WORK TO BE COMPLETED: Take the line that contains "Spot the stone masonry" as the first and the last line of the material as the final one; set down exactly the lines in that span.
BEGIN DATA FOR PROCESSING
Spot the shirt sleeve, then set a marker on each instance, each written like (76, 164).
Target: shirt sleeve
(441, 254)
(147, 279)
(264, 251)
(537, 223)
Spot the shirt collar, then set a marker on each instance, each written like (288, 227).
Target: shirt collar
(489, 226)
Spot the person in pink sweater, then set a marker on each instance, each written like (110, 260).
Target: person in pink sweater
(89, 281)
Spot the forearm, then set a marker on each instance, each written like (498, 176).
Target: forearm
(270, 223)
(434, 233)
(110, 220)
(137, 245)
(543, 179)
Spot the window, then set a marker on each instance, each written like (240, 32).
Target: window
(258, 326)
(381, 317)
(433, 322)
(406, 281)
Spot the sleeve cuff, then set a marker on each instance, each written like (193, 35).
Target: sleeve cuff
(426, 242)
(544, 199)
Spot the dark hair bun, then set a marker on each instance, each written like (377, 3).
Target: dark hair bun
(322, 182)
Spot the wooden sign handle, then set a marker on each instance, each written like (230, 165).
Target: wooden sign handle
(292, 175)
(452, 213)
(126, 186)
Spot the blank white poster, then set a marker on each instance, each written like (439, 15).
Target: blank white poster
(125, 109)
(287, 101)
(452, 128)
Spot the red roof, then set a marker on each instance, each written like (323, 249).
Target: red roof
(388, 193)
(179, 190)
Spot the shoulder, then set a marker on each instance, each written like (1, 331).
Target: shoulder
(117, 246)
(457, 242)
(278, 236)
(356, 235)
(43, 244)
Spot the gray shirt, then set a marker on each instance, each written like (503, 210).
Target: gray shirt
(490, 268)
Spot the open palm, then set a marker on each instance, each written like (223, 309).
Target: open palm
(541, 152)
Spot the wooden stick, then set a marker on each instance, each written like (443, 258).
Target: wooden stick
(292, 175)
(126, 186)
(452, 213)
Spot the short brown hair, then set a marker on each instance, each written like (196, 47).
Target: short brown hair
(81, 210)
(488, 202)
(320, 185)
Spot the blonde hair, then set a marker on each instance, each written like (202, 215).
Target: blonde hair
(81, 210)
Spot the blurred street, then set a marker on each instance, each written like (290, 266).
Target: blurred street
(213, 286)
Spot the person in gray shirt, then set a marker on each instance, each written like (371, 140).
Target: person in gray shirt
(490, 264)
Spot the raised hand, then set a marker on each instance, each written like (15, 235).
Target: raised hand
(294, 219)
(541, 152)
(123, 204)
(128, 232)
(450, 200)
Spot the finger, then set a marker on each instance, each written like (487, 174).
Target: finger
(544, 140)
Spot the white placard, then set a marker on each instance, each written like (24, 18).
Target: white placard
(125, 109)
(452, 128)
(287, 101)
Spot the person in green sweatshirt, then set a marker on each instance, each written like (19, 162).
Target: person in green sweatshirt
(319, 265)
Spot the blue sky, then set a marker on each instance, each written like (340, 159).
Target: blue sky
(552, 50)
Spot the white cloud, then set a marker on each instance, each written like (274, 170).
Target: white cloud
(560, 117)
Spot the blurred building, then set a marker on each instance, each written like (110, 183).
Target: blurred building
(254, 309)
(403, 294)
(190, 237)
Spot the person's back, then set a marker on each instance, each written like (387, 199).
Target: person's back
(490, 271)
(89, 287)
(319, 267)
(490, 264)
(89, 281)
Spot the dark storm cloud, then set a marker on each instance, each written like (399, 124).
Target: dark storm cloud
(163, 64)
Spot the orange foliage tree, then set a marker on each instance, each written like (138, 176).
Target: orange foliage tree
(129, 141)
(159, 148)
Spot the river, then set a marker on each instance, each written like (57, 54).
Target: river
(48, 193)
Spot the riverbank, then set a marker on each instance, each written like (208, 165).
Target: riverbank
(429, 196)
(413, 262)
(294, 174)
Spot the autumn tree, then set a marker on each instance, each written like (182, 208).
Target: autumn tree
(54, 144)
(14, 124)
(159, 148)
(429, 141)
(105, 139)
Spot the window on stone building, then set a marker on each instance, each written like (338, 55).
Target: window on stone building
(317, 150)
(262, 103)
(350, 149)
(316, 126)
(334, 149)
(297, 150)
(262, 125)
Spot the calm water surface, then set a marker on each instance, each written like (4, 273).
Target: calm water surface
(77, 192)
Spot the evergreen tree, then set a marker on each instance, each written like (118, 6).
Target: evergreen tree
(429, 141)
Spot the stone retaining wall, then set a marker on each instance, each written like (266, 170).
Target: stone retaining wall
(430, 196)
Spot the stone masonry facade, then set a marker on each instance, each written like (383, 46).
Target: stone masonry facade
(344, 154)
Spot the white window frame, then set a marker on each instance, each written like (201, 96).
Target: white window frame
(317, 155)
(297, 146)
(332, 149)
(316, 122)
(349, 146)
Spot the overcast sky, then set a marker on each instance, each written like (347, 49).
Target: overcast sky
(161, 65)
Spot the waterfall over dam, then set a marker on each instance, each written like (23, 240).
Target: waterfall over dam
END DATA FOR PROCESSING
SOLUTION:
Spot the stone masonry facade, then set a marker on each instance, each written like (383, 46).
Target: stone masonry facade
(344, 154)
Spot the white window frame, then set a marker on each instance, each written like (201, 96).
Target: white window frame
(317, 155)
(297, 146)
(332, 149)
(316, 122)
(349, 146)
Spot the overcast sky, then set a marker on each instance, each written like (347, 49).
Target: overcast sky
(161, 65)
Spot the waterfall over dam, then set a marker on each instance, each written like (23, 240).
Target: waterfall over dam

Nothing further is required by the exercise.